(WHAT NEEDS TO BE DONE): In the anagram problem statement below, what is the anagrammatic distance between dog and cat?

ISourceCode

Make the frequent cases fast and the rare case correct

Find the minimum number of letters which must be removed from two words so that the remaining portions of the two words become anagram

Problem taken from here

Two words are said to be anagrams of each other if the letters from one word can be rearranged to form the other word. For example, occurs is an anagram of succor; however, dear is not an anagram of dared (because the d appears twice in dared, but only once in dear). The most famous anagram pair (in English) is dog and god.
The anagrammatic distance between any two words is the minimum number of letters which must be removed so that the remaining portions of the two words become anagrams. For example, given the words sleep and leap, we need to remove a minimum of three letters —two from sleep and one from leap —before what’s left are anagrams of each other (in each case, lep). With words such as dog and cat, where the two have absolutely no letters in common, the anagrammatic distance is an extreme (explicitly 6) since all the letters need to be removed. (Here, a word is always an anagram of itself.)
You must write a program to calculate the anagrammatic distance between any two given words.

Input
The first line of the input will contain a positive integer value N (less than 60,000) indicating the number of cases. Each case will consist of two words, possibly empty, each given on a single line (for a total of 2N additional lines).
Although they may have zero length, the words are simple —the letter are all lowercase and are taken from the usual twenty-six letter English alphabet (abcdefghijklmnopqrstuvwxyz). The longest word is pneumonoultramicroscopicsilicovolcanoconiosis.

Output
The output should consist of the case number and the anagrammatic distance, formatted as shown.

Sample Input

4
crocus
succor
dares
seared
empty

smell
lemon

Sample Output

Case #1: 0
Case #2: 1
Case #3: 5
Case #4: 4

import math
p = []
for i in range(0,26):
        p.append(0)
j = 0
s1 = raw_input("Enter the first string : ")
s2 = raw_input("Enter the second string : ")
for i in range(0,len(s1)):
        t=ord(s1[i])-ord('a')
        p[t] = p[t] + 1

for i in range(0,len(s2)):
        t=ord(s2[i])-ord('a')
        p[t] = p[t] - 1

cnt=0
for i in range(0,26):
        cnt =cnt + math.fabs(p[i])

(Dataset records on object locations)
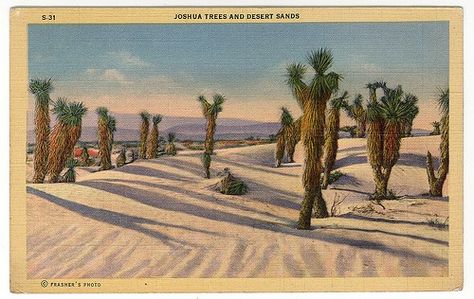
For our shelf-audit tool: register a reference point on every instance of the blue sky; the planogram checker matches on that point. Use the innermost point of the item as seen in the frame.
(163, 68)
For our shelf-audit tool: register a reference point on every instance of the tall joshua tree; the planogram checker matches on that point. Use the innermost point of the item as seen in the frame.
(152, 147)
(210, 112)
(41, 90)
(103, 137)
(357, 112)
(333, 121)
(313, 98)
(386, 117)
(436, 180)
(407, 125)
(285, 137)
(65, 135)
(436, 128)
(111, 128)
(144, 127)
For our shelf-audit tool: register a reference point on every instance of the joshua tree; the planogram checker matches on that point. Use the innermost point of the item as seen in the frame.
(436, 128)
(386, 117)
(152, 147)
(407, 125)
(357, 112)
(85, 157)
(170, 148)
(436, 180)
(65, 135)
(332, 135)
(41, 90)
(121, 158)
(286, 137)
(313, 98)
(210, 112)
(104, 136)
(280, 147)
(145, 116)
(70, 174)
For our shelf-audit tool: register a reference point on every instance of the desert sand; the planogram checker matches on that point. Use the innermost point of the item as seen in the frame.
(161, 218)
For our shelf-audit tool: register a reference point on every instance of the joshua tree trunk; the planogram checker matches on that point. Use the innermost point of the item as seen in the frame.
(152, 147)
(42, 142)
(361, 127)
(211, 128)
(330, 144)
(313, 138)
(436, 181)
(280, 148)
(104, 147)
(63, 139)
(143, 138)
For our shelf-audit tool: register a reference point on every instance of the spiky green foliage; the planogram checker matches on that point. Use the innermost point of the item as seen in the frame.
(210, 112)
(357, 112)
(41, 89)
(286, 137)
(152, 147)
(231, 185)
(65, 135)
(170, 148)
(332, 135)
(206, 163)
(121, 158)
(105, 129)
(144, 127)
(386, 117)
(70, 174)
(436, 128)
(436, 180)
(313, 98)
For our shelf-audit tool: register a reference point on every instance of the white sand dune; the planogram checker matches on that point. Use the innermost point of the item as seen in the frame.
(161, 218)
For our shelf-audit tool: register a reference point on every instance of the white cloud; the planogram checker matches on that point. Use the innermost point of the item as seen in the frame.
(127, 59)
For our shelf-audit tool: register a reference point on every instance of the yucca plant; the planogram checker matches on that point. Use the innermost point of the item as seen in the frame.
(407, 125)
(436, 128)
(152, 147)
(386, 117)
(41, 89)
(65, 135)
(333, 121)
(121, 159)
(357, 112)
(280, 147)
(70, 174)
(285, 137)
(144, 127)
(210, 112)
(170, 148)
(436, 180)
(313, 98)
(103, 138)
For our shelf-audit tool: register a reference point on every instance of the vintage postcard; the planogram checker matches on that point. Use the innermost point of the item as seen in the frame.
(236, 149)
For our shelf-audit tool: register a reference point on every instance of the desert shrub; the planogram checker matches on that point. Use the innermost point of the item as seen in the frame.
(121, 158)
(70, 174)
(334, 176)
(230, 185)
(437, 223)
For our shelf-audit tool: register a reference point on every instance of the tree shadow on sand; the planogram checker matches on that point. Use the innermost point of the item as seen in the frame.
(406, 159)
(117, 219)
(164, 202)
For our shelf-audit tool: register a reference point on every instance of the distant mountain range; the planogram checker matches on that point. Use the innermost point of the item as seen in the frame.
(185, 128)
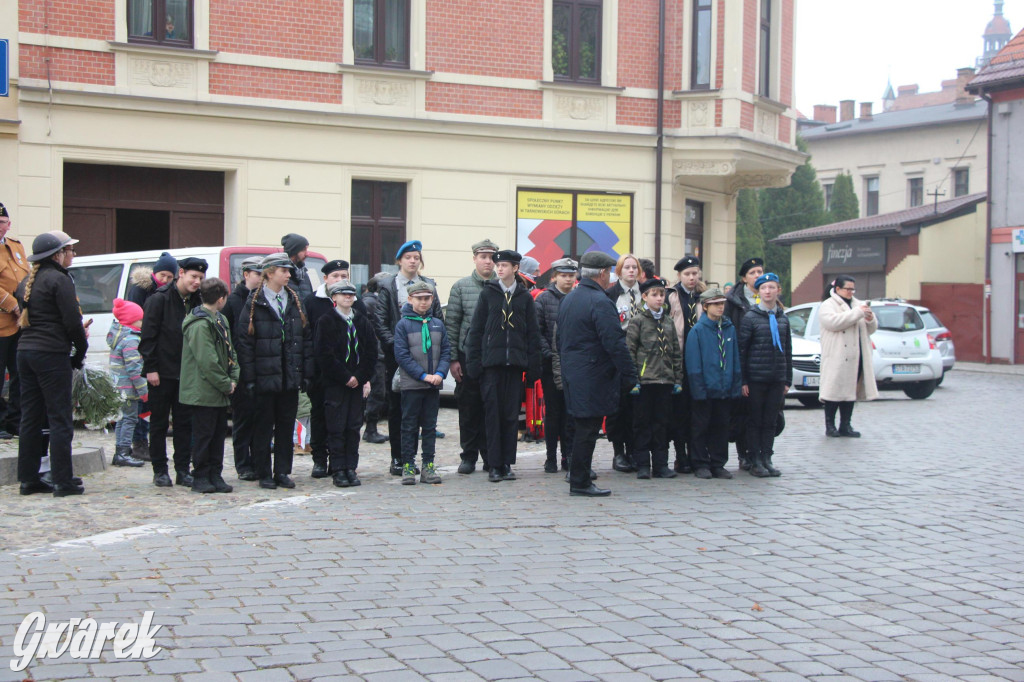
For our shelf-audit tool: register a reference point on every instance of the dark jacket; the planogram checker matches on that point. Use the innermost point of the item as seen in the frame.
(709, 380)
(54, 316)
(276, 355)
(595, 363)
(413, 361)
(504, 334)
(388, 312)
(547, 303)
(761, 360)
(161, 342)
(331, 345)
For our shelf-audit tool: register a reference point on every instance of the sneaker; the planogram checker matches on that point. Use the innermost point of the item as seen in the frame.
(429, 474)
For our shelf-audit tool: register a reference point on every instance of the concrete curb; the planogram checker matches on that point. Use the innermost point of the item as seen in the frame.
(84, 461)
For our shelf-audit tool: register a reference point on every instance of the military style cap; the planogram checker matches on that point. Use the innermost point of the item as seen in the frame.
(687, 261)
(597, 259)
(486, 246)
(564, 265)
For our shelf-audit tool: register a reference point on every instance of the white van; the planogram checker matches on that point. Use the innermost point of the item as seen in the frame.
(99, 280)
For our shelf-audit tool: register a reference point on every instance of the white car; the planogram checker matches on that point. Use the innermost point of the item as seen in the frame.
(905, 356)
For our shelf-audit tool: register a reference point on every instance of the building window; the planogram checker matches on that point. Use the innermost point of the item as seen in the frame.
(700, 47)
(162, 22)
(962, 181)
(915, 187)
(576, 40)
(378, 227)
(381, 32)
(764, 73)
(871, 196)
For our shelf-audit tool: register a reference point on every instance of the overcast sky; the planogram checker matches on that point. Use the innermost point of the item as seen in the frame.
(849, 50)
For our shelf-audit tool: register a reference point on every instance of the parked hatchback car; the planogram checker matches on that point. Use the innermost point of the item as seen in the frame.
(904, 355)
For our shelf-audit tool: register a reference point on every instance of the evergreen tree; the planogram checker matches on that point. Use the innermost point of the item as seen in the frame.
(845, 205)
(785, 210)
(750, 236)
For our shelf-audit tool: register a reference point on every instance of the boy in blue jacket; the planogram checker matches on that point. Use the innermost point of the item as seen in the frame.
(421, 347)
(716, 379)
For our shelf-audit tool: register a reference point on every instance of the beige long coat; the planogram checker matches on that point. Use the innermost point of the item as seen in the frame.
(845, 342)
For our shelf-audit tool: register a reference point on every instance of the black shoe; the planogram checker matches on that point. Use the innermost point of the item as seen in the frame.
(60, 491)
(664, 472)
(204, 485)
(592, 492)
(623, 464)
(35, 486)
(247, 474)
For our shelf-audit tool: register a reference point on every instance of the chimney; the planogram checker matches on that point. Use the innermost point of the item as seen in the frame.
(846, 110)
(824, 114)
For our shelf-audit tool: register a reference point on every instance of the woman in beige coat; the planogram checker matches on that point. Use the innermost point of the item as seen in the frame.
(847, 371)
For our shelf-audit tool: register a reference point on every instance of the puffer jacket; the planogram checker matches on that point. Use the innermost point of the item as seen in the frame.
(500, 339)
(654, 348)
(459, 313)
(126, 361)
(761, 360)
(413, 360)
(275, 355)
(547, 303)
(709, 379)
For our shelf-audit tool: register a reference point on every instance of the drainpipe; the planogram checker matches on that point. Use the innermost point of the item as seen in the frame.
(659, 150)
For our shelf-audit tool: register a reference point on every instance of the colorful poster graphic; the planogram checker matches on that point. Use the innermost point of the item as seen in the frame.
(546, 229)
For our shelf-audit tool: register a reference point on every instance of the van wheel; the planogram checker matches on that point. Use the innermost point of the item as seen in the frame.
(921, 390)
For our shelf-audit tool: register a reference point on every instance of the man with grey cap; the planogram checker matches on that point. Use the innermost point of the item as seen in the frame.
(557, 424)
(461, 305)
(595, 364)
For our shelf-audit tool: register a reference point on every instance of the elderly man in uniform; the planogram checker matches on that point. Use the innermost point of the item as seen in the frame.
(595, 364)
(458, 315)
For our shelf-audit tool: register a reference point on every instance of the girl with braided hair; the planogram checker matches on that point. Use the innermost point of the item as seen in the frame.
(275, 355)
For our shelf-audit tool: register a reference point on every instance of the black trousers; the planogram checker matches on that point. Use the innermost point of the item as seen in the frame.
(163, 405)
(471, 427)
(317, 423)
(651, 416)
(10, 411)
(243, 422)
(274, 419)
(419, 412)
(209, 431)
(45, 396)
(557, 422)
(501, 388)
(582, 460)
(710, 429)
(343, 411)
(765, 402)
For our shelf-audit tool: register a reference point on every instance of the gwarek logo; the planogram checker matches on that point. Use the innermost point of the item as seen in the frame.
(83, 638)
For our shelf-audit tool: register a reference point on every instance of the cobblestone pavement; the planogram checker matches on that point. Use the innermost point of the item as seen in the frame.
(894, 557)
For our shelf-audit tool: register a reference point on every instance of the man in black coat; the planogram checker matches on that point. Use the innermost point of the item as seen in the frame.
(161, 347)
(595, 364)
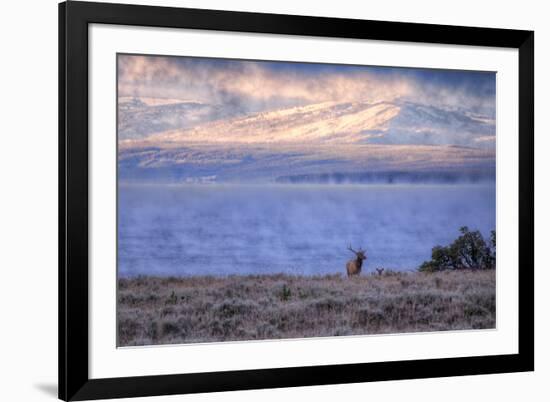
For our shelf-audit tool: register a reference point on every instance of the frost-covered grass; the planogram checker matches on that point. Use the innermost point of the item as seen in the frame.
(154, 310)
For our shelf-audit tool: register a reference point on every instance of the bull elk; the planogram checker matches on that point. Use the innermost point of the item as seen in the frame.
(353, 267)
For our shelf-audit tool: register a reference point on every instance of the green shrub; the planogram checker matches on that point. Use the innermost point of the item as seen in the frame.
(468, 251)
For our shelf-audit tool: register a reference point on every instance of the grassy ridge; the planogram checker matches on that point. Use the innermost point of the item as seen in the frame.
(155, 310)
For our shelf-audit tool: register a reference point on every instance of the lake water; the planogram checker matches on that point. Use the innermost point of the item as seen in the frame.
(232, 229)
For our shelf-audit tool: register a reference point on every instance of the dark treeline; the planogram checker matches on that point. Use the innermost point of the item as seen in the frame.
(468, 251)
(391, 177)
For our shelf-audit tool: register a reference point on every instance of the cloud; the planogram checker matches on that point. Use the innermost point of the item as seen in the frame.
(257, 85)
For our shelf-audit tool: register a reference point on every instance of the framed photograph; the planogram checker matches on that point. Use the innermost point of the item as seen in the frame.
(258, 201)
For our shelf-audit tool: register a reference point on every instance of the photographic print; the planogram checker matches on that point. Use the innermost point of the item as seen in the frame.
(272, 200)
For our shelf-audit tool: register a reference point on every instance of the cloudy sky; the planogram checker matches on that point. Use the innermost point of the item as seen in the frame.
(212, 116)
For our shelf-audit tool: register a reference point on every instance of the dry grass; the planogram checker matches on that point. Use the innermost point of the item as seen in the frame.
(207, 309)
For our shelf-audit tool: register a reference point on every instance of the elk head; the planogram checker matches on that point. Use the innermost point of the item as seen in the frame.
(353, 267)
(360, 255)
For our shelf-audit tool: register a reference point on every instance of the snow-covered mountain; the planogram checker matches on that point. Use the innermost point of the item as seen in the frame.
(321, 138)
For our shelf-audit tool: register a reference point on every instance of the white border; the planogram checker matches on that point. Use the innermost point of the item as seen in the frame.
(108, 361)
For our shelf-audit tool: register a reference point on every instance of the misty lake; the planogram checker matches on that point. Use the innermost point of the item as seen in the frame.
(244, 229)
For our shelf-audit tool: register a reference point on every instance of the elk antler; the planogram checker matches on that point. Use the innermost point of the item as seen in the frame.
(352, 250)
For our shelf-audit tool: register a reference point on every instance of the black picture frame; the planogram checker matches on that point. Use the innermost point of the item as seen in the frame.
(74, 381)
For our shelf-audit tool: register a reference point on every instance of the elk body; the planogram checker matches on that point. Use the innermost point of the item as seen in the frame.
(353, 267)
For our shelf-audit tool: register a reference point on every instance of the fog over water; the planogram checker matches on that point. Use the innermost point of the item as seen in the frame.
(218, 229)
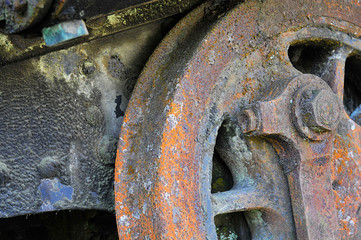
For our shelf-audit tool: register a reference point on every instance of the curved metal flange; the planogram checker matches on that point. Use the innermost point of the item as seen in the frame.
(191, 83)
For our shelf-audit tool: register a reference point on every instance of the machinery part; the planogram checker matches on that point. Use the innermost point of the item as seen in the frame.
(293, 172)
(17, 47)
(60, 117)
(22, 14)
(64, 31)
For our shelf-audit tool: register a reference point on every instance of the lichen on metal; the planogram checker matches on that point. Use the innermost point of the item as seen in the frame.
(231, 87)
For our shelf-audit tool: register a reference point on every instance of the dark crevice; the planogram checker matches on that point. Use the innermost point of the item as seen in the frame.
(311, 57)
(232, 226)
(352, 88)
(60, 225)
(221, 175)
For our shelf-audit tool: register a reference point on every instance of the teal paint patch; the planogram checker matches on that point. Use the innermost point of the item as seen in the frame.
(64, 31)
(52, 191)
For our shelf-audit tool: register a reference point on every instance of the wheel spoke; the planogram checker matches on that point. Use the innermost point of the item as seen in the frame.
(238, 200)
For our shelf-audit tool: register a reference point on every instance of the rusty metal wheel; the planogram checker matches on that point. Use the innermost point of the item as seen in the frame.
(260, 90)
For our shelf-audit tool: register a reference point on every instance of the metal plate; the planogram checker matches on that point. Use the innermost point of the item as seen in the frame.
(187, 102)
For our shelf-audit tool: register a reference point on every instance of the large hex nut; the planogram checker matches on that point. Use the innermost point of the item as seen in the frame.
(324, 111)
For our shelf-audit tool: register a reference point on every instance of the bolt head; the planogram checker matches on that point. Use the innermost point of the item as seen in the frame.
(322, 111)
(248, 121)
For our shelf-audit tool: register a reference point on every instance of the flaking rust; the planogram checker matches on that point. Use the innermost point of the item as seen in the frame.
(291, 148)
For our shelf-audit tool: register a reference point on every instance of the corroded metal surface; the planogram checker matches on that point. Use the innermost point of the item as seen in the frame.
(15, 47)
(22, 14)
(60, 116)
(231, 86)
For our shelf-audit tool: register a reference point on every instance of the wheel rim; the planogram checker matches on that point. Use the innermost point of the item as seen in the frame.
(189, 88)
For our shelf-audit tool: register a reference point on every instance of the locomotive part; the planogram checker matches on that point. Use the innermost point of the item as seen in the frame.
(250, 91)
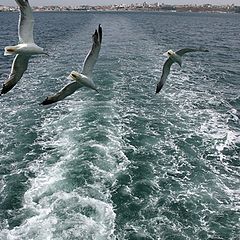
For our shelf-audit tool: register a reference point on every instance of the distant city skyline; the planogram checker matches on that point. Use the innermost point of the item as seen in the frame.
(108, 2)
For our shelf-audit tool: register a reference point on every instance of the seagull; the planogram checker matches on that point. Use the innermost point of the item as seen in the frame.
(25, 49)
(85, 77)
(174, 57)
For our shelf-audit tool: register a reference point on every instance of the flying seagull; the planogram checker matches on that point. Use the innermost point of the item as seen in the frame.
(174, 57)
(85, 77)
(24, 49)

(TASK ANSWER): 6